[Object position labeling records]

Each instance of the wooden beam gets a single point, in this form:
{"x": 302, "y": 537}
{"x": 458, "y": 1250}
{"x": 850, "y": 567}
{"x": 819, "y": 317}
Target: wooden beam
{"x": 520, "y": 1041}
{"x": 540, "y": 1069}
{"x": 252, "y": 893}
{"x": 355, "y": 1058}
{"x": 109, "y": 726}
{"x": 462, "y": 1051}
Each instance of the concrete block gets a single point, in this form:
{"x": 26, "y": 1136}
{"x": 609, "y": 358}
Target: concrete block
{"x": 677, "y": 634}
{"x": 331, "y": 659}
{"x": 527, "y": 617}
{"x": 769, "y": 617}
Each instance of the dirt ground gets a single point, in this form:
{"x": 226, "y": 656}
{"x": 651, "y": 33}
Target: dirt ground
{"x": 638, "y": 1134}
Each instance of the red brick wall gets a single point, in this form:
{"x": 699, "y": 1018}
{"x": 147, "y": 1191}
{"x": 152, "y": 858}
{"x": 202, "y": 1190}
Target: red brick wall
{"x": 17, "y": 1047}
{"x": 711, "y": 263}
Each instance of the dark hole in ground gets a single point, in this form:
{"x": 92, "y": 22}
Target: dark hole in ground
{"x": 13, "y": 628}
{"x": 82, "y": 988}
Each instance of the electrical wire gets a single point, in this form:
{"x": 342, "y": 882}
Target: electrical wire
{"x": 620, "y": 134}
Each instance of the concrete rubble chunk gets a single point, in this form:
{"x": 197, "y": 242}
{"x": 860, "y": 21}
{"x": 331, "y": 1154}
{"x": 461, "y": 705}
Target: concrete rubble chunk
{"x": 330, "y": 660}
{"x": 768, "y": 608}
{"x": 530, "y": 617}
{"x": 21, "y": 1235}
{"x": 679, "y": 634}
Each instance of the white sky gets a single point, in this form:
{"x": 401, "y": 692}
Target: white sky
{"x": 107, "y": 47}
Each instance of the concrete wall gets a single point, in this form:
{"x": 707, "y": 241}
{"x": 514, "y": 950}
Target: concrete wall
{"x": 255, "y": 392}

Problem details: Retype the lines of these records, keeping every character the same.

Solution to this exercise:
Each instance of the wooden beam gets a single point, in this form:
{"x": 302, "y": 537}
{"x": 458, "y": 1250}
{"x": 850, "y": 567}
{"x": 819, "y": 317}
Target: wooden beam
{"x": 520, "y": 1041}
{"x": 540, "y": 1069}
{"x": 252, "y": 893}
{"x": 355, "y": 1058}
{"x": 109, "y": 726}
{"x": 462, "y": 1051}
Each instance of the concrete block gets a single point, in this form:
{"x": 26, "y": 1136}
{"x": 609, "y": 358}
Target: concrete block
{"x": 677, "y": 634}
{"x": 331, "y": 659}
{"x": 527, "y": 617}
{"x": 769, "y": 617}
Each instance of the dirt ground gets a single point, in this form:
{"x": 226, "y": 656}
{"x": 651, "y": 33}
Target: dirt ground
{"x": 638, "y": 1134}
Each instance of the red brick wall gets a single point, in this form:
{"x": 699, "y": 1018}
{"x": 147, "y": 1191}
{"x": 152, "y": 858}
{"x": 202, "y": 1190}
Target: red brick wall
{"x": 17, "y": 1047}
{"x": 711, "y": 263}
Each instance of the dark hole in ground gets a single point, in this form:
{"x": 92, "y": 22}
Target: dark hole in ground
{"x": 13, "y": 628}
{"x": 82, "y": 988}
Each instance of the electrical wire gets a single point, in this form:
{"x": 342, "y": 882}
Target: electrical wire
{"x": 620, "y": 134}
Each instance of the concrete rubble chunk gets a single point, in this form:
{"x": 197, "y": 242}
{"x": 860, "y": 21}
{"x": 331, "y": 1154}
{"x": 461, "y": 705}
Target: concrete rubble chunk
{"x": 330, "y": 660}
{"x": 768, "y": 608}
{"x": 530, "y": 617}
{"x": 21, "y": 1235}
{"x": 679, "y": 634}
Each instance of the white sky gets a single point, in this form:
{"x": 401, "y": 692}
Target: white sky
{"x": 107, "y": 47}
Each instance of the concrete wall gets a single point, in this form:
{"x": 707, "y": 241}
{"x": 514, "y": 950}
Target: concrete wall
{"x": 255, "y": 392}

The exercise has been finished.